本文:

........

スマホ広告を、ユーザーと広告主の双方に喜ばれるものにしたい

 インターネット広告への出稿額は、媒体別ではテレビに次ぐ2位の規模だ。デフレの時代に唯一、成長を続けてきた分野ともいえる。しかし、ヤフーの社内ベンチャー制度で起業し、スマートフォン向けのブランディング広告を開発しているリッチラボの鈴木氏は「広告を邪魔だと思っている人が多いのでは」と語る。

 確かにキーワードを検索して検索結果に飛ぶと、一番目立つ場所に広告が表示されることが多い。スマートフォンの場合、画面の半分以上が広告ということもある。広告をスキップする操作をしないと、目的のページが表示されないこともある。「その背景には、ネット広告ならではの“特性”がある」と鈴木氏は言う。

 一昔前のインターネット広告の料金設定は、テレビなどと同じで「1回表示されたらいくら」というものだった。ただWebはテレビや紙媒体とは違い、広告を見たユーザーの行動を細かく把握することができる。たとえばバナー広告をクリックした回数や、そこからアプリが何回インストールされたかが分かる。そこでクリックやインストールの回数に応じて広告料を支払う方式が主流になってきた。特にスマートフォンの世界では、そうした広告が増えている。

 広告を提供している側は、ユーザーに察知されないと意味が無い。そのため、ユーザーの行動を妨げる、クリックのみを目的とした広告も増えているのである。この状況を受けて鈴木氏は「私たちは、エンジニアの力、デザイナーの力を使い、少しでもネガティブなものをポジティブに変えたい。広告主、ユーザー、どちらからもいい評価を得られる市場を作っていきたいと考えている」と自らの目標を語る。

........

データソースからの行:
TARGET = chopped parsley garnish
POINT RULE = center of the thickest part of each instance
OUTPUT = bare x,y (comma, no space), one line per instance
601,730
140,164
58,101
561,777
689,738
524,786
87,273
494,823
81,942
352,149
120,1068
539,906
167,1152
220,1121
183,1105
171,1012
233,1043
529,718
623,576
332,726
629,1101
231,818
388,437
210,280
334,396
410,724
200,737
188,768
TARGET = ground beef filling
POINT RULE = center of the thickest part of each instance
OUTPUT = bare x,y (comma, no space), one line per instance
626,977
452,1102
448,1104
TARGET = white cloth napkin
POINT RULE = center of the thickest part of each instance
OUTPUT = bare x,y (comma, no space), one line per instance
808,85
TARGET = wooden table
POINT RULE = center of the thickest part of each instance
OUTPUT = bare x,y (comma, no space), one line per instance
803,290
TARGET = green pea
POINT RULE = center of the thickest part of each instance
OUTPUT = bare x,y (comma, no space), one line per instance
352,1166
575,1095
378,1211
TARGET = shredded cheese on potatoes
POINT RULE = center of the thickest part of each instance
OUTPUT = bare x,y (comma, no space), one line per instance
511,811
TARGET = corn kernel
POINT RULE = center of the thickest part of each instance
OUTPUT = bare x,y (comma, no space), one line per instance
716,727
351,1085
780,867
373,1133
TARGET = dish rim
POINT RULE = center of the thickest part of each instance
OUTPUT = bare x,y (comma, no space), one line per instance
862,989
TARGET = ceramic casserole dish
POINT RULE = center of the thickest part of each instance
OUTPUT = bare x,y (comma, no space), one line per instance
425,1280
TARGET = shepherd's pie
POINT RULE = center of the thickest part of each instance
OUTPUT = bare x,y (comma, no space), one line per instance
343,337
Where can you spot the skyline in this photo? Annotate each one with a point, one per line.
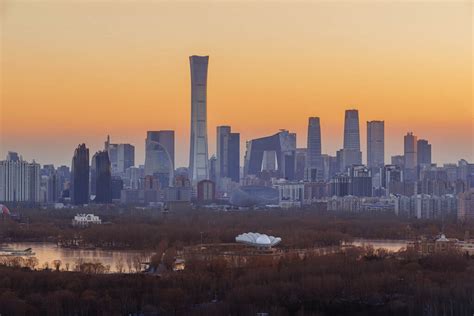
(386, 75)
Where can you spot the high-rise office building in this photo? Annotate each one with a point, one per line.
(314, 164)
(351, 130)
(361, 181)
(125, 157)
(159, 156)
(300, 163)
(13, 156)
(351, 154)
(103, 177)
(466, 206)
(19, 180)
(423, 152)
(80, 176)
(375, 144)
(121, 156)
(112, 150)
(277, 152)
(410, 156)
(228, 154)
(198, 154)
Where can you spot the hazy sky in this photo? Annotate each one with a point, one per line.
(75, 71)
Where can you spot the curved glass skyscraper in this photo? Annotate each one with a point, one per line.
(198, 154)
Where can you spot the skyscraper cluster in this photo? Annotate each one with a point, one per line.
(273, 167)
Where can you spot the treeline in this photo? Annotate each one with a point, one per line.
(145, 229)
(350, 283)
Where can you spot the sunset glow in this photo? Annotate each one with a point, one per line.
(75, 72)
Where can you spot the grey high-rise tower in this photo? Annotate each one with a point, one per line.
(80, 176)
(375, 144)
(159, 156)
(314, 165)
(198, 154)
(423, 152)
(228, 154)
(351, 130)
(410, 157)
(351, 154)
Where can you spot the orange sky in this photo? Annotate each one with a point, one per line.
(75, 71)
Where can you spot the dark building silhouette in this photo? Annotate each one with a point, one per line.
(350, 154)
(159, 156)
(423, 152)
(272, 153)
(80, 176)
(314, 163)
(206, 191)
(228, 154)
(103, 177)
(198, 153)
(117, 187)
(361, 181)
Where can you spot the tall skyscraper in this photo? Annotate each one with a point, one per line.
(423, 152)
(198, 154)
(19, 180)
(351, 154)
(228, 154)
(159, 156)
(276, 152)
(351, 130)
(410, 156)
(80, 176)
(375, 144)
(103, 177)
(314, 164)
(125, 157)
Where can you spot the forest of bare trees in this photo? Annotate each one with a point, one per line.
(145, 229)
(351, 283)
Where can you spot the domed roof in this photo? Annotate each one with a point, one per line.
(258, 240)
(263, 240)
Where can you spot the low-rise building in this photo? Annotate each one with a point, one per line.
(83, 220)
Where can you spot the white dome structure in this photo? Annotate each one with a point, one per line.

........

課題の目的: 本文によると、インターネット広告への出稿額は媒体別で何位の規模か、答えてください。 これらの行は本文とは別の資料である。

解答例: テレビに次ぐ2位。